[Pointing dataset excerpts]
******************************

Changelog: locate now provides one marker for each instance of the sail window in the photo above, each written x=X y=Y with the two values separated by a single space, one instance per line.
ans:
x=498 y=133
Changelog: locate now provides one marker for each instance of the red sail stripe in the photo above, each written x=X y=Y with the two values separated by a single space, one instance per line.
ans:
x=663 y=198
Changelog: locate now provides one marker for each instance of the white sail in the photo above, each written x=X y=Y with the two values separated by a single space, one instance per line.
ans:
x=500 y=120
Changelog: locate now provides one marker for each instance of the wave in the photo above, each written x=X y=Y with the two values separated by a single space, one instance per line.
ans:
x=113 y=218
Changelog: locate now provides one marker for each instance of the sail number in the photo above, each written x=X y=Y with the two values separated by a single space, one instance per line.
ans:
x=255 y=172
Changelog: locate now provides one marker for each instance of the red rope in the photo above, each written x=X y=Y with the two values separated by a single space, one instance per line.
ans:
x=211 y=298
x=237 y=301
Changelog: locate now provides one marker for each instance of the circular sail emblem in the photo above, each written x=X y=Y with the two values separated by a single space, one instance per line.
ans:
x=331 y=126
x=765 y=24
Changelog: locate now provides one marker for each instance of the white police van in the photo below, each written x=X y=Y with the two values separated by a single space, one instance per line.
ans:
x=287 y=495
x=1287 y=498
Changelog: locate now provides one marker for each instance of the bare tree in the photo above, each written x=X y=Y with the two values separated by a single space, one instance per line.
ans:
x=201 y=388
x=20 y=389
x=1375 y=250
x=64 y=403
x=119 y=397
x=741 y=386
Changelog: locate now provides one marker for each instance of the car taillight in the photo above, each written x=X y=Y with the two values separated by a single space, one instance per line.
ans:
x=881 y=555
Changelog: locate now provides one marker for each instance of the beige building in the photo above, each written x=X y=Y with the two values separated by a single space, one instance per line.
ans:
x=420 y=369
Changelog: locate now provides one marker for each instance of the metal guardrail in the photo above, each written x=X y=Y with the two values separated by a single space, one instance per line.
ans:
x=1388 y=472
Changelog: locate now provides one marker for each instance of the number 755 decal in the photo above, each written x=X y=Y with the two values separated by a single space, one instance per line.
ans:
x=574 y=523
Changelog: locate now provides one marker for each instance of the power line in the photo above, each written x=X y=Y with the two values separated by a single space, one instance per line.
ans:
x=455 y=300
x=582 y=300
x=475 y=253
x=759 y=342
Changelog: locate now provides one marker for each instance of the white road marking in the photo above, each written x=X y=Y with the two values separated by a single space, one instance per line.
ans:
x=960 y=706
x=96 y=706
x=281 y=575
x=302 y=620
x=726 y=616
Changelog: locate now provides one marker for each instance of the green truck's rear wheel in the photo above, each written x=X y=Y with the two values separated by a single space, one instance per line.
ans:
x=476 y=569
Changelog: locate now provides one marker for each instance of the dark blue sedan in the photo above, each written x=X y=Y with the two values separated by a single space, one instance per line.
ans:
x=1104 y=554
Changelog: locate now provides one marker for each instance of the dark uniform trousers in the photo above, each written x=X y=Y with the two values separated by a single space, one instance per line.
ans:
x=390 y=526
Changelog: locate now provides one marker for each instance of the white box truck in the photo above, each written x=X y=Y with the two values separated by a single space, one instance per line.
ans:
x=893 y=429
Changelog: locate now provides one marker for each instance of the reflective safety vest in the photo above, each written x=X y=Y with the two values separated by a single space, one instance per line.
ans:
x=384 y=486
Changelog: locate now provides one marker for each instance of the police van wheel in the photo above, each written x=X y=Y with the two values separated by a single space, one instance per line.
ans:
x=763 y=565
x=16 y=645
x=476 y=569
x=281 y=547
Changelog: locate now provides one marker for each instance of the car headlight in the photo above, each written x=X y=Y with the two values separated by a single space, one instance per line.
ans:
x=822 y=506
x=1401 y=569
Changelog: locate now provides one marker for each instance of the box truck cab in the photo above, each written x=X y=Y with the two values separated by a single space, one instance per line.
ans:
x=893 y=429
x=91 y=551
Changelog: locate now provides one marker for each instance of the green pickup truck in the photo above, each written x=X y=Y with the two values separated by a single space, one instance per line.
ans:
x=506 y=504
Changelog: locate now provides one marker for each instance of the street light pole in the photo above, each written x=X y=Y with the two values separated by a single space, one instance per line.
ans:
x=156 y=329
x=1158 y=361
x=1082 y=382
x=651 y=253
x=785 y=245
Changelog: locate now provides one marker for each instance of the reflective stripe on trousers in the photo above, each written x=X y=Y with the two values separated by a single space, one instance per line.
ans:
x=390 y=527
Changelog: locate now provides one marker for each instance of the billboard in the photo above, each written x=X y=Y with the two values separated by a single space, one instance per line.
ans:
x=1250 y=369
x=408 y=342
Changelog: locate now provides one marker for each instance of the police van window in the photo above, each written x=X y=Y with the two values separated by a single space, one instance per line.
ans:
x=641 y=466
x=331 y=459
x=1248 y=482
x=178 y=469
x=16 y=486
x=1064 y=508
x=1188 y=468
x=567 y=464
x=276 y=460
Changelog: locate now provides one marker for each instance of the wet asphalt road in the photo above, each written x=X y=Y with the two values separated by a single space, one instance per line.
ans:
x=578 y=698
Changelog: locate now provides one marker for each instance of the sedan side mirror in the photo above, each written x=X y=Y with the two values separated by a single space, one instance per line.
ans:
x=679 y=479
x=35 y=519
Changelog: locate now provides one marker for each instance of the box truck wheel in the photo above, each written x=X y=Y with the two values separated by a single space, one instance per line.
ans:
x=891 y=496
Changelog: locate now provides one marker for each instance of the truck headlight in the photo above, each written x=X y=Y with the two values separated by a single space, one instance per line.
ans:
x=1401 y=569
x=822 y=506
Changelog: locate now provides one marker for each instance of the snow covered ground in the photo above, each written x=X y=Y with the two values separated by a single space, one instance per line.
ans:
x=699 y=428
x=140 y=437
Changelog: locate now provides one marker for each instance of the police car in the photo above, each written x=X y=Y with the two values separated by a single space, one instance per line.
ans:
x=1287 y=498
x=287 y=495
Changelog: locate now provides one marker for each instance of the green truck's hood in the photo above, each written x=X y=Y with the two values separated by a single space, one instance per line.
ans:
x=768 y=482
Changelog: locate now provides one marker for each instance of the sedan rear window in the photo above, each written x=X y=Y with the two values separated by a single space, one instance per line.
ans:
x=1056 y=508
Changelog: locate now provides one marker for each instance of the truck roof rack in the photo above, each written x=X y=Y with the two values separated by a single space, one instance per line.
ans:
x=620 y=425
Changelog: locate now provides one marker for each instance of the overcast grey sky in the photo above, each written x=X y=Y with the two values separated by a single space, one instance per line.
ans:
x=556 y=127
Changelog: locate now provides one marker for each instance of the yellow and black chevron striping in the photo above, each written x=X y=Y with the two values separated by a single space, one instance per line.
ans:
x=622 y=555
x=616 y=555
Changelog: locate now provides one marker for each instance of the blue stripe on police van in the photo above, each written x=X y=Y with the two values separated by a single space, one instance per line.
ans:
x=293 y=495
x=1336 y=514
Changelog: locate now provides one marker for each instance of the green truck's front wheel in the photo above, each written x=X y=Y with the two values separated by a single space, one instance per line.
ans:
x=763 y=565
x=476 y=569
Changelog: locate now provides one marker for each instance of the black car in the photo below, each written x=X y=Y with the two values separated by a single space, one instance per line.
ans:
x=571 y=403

******************************

### AIM OF THE EXERCISE
Rewrite the rows from the very start through the line containing "x=500 y=120" as a Markdown table with two columns, No. and Line, giving each line its number and leaving out blank lines.

### COMPLETED TASK
| No. | Line |
|---|---|
| 1 | Changelog: locate now provides one marker for each instance of the sail window in the photo above, each written x=X y=Y with the two values separated by a single space, one instance per line. |
| 2 | ans: |
| 3 | x=498 y=133 |
| 4 | Changelog: locate now provides one marker for each instance of the red sail stripe in the photo above, each written x=X y=Y with the two values separated by a single space, one instance per line. |
| 5 | ans: |
| 6 | x=663 y=198 |
| 7 | Changelog: locate now provides one marker for each instance of the white sail in the photo above, each written x=X y=Y with the two values separated by a single space, one instance per line. |
| 8 | ans: |
| 9 | x=500 y=120 |